* [Actions to take]:
a) Summarize the court excerpt in two sentences.
b) Please list every person and company that the court excerpt says the FAC names.
c) Translate this sentence from the court excerpt into Spanish: "No other issues were adjudicated because the state court found it had no personal jurisdiction over Plaintiff."

* [Text excerpt]:
★ ★ ★ ★ ★

As detailed in the FAC, Plaintiff lives in Virginia and she has filed suit against her ex-husband, California resident Mark Fletcher ("Fletcher"), for, among other things, breach of spousal fiduciary duty. Fletcher filed a divorce petition in Fresno County Superior Court in 2015, which resulted in a bifurcated divorce decree as to Plaintiff and Fletcher's marital status only in February 2017. No other issues were adjudicated because the state court found it had no personal jurisdiction over Plaintiff.1

Three weeks after the state court issued its bifurcated divorce decree, Plaintiff filed suit in this Court seeking a determination that Fletcher wrongfully sold a community property ownership interest in TDHI in 2014 without her consent or notice, despite that Plaintiff alleges Fletcher's interest in TDHI was acquired prior to their marriage.2 The FAC names Fletcher, his business partner Bartman, their company TDHI, as well as Benchmark, the company that apparently purchased TDHI in 2014, and Benchmark's corporate officers Grant Shannon, Todd Martens, and Steven McDougall.

★ ★ ★ ★ ★

* [Recorded data]:
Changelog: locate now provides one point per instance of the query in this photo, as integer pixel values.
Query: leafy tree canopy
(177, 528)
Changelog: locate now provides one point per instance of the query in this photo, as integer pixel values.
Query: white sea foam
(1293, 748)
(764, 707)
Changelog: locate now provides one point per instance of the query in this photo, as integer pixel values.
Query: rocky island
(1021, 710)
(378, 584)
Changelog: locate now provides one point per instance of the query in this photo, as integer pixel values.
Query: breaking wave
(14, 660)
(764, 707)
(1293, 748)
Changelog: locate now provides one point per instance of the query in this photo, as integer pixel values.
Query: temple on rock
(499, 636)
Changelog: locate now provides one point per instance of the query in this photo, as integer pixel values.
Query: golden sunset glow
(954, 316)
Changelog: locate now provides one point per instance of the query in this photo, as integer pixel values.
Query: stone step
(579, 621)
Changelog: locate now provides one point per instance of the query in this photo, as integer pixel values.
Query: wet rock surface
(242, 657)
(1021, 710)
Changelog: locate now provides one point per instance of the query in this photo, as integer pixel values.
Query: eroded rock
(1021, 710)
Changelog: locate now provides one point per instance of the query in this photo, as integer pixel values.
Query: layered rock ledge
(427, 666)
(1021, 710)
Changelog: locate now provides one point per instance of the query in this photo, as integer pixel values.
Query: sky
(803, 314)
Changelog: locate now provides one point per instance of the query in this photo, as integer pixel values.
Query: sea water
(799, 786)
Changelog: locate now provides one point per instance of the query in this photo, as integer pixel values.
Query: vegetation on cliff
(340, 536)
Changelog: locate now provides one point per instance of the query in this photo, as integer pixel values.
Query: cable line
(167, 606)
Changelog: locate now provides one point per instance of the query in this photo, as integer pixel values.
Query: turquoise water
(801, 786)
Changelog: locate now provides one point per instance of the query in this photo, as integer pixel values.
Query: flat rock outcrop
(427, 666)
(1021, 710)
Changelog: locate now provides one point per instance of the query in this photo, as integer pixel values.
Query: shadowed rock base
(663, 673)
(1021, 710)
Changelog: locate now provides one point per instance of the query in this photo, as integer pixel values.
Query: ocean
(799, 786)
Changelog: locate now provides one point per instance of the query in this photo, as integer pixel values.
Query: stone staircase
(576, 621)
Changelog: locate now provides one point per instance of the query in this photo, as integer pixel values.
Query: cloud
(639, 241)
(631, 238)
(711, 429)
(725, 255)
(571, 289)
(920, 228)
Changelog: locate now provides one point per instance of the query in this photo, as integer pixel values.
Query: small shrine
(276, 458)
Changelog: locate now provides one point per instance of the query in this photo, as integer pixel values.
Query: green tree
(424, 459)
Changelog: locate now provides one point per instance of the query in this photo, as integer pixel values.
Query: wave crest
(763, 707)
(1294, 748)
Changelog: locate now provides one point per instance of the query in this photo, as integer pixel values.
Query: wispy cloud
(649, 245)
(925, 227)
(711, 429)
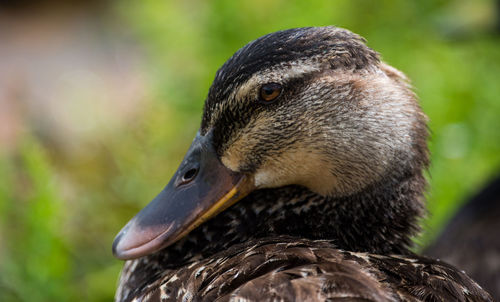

★ ★ ★ ★ ★

* [Solutions for each task]:
a) Plaintiff, who lives in Virginia, has sued her ex-husband Mark Fletcher, a California resident, for breach of spousal fiduciary duty, among other claims, after his Fresno County divorce petition produced only a bifurcated decree on marital status in February 2017 because the state court found no personal jurisdiction over her. Three weeks later she filed in this Court seeking a determination that Fletcher wrongfully sold a community property interest in TDHI in 2014 without her consent or notice, naming Fletcher, Bartman, TDHI, Benchmark, and Benchmark's officers.

b)
- Mark Fletcher
- Bartman
- TDHI
- Benchmark
- Grant Shannon
- Todd Martens
- Steven McDougall

c) No se resolvió ninguna otra cuestión porque el tribunal estatal determinó que no tenía jurisdicción personal sobre la Demandante.